Given data:
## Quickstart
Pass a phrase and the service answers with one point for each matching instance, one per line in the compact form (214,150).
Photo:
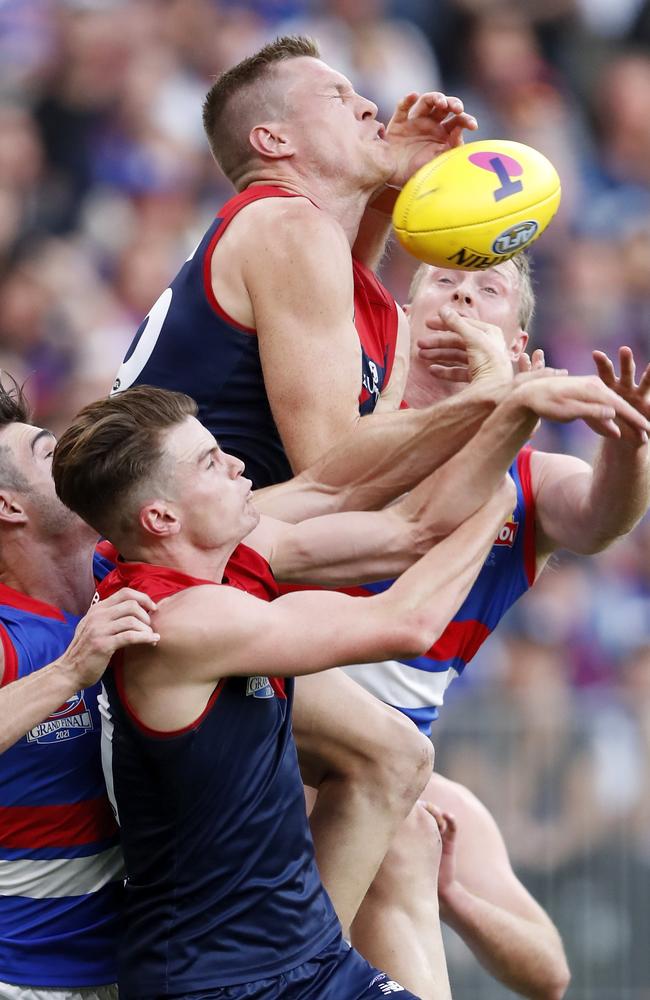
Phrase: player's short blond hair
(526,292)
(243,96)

Problem to work on: Please render the entries above as a Markdown table with the columns Row and Line, numbering each nonblank line in order and skipping blank ones. Leave the pictures out of the answer.

Response to this exercise:
| Row | Line |
|---|---|
| 1 | ## Quickstart |
| 2 | Pass a phrase and the service answers with one point for each matching instance, one per line in the compact form (214,150). |
| 3 | Photo: |
| 4 | Phrase: player's short blond hair |
| 5 | (526,292) |
| 6 | (243,96) |